§ EXERCISE DIRECTIONS: State how many lines of the material below contain the string "target", treating uppercase and lowercase letters as distinct. Give only the number.

§ STORED ROWS:

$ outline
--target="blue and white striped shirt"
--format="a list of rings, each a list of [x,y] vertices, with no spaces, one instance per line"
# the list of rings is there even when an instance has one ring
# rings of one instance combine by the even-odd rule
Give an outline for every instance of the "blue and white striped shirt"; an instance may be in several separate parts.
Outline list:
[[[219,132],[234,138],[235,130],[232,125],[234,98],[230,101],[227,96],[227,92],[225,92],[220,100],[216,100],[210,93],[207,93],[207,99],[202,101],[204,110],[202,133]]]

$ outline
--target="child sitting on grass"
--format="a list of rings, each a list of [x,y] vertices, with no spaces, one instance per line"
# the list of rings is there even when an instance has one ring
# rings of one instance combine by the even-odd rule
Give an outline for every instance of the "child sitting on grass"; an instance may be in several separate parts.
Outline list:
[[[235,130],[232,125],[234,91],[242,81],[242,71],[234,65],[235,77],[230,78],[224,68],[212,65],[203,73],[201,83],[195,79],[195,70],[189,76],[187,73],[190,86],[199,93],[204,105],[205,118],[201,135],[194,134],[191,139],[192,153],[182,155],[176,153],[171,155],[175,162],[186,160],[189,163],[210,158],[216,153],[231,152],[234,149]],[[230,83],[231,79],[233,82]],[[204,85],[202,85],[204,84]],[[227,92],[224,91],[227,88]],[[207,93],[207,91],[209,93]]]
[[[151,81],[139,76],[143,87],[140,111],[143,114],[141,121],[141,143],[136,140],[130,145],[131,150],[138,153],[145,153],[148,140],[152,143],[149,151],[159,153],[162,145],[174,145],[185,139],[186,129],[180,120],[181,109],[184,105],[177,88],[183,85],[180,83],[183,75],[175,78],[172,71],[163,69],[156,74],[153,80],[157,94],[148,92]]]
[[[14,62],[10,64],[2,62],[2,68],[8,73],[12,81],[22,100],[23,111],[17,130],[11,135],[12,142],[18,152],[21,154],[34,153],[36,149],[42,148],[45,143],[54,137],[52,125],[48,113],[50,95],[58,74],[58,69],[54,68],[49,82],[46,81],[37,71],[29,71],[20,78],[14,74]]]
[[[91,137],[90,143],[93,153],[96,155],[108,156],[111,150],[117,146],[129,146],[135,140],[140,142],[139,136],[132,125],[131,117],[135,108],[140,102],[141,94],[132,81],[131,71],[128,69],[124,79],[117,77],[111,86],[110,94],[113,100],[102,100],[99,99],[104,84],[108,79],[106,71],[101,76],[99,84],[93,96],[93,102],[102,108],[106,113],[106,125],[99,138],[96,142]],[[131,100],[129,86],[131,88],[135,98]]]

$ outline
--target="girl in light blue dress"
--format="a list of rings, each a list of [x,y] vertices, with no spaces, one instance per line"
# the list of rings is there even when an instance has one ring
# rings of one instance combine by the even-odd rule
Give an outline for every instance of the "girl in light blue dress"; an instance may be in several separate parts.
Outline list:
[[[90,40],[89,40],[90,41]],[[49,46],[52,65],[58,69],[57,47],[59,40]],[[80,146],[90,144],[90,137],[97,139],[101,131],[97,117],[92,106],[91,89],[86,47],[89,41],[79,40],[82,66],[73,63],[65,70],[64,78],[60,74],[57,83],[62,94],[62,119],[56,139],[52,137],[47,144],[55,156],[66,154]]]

§ EXERCISE RESULT: 3